▶ [RECORDED INFORMATION]
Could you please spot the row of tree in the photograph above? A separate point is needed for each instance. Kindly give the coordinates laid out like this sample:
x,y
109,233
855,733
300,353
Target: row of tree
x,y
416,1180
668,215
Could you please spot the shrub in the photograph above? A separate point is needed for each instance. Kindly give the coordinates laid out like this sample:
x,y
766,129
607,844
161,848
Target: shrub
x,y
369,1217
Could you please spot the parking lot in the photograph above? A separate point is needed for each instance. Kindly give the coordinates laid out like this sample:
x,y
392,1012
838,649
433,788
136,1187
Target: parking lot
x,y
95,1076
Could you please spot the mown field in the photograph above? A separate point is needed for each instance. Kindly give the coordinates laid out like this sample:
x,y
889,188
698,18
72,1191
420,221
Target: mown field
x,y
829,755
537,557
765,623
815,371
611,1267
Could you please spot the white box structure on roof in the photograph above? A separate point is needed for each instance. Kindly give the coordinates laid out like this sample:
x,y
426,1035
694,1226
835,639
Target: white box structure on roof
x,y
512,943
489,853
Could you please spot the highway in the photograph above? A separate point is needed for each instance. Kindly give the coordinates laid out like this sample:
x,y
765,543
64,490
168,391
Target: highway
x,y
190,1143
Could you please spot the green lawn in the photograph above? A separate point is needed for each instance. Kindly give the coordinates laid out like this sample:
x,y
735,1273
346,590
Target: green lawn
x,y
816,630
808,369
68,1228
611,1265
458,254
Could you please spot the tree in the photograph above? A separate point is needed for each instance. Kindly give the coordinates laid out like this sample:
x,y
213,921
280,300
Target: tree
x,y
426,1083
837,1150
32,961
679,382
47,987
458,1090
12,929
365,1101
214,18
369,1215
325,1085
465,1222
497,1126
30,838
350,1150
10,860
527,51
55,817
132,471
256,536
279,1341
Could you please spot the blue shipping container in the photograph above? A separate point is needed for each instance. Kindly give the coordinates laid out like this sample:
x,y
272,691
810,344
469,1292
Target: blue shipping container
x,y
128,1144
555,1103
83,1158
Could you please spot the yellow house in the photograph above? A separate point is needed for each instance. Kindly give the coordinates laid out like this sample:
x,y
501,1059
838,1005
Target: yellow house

▶ [YOUR INSTRUCTIONS] Using the listing above, retype each line exactly.

▶ [RESPONSE]
Could you please spot the row of tree in the photograph above? A separate point is needed for each instance. Kindly give the coordinates laid out like this sample:
x,y
109,233
855,733
300,353
Target: row of tree
x,y
416,1180
668,215
Could you please spot the shrub in the photograph above? A separate point is needed for each instance. Kindly give the coordinates laid out like this sample:
x,y
766,129
607,844
161,848
Target: shrub
x,y
369,1217
Could you please spot the parking lot in the photograph above? A separate point is needed for each instance. Kindly give the coordinates laid out like this sample:
x,y
392,1012
838,649
433,788
136,1187
Target: parking lot
x,y
95,1076
Could you please spot the mown field in the photograph above? A separate point is needed for each instance. Kindly give the coordinates laid out like this sample:
x,y
889,188
698,18
72,1191
420,221
Target: mown field
x,y
829,755
537,557
765,623
815,371
611,1267
Could you please spot the white box structure on roof in the photograph above? A separate point is needed for each instance. Kindly give the coordinates laid out like this sample:
x,y
426,1035
694,1226
835,639
Target: white box structure on roof
x,y
512,943
489,853
Could you please spot the highway in the photograph above? A separate point is needed for each instance. Kindly give the coordinates laid out like this sample:
x,y
765,543
64,490
168,391
Target: highway
x,y
190,1143
Could you please spot the green lawn in the photograph above? A separate point is needed for each instance. Kindly give the coordinates laid out like this sample:
x,y
735,1273
346,590
Target: green lawn
x,y
816,630
808,369
68,1228
611,1265
458,254
Could you please spot the tree in the photograph above? A separate point is needed for each instance. Kindly give the coordinates laid out like this sample:
x,y
213,921
280,300
Target: tree
x,y
426,1083
837,1150
32,961
679,382
47,987
458,1090
12,929
365,1101
214,18
369,1215
325,1085
465,1222
497,1126
30,838
350,1150
10,860
527,51
55,817
132,471
256,536
279,1341
Could you please spot the blue shipping container in the photograph above? A separate point is needed for each instance. Kindly give the coordinates laid out like this sample:
x,y
272,691
810,344
469,1292
Target: blue shipping container
x,y
128,1144
555,1103
83,1158
Could you please spot the yellow house in the photograph above? A separate point is needed for each instance. Kindly give the coordinates laid out like this sample:
x,y
501,1059
838,1005
Target: yellow house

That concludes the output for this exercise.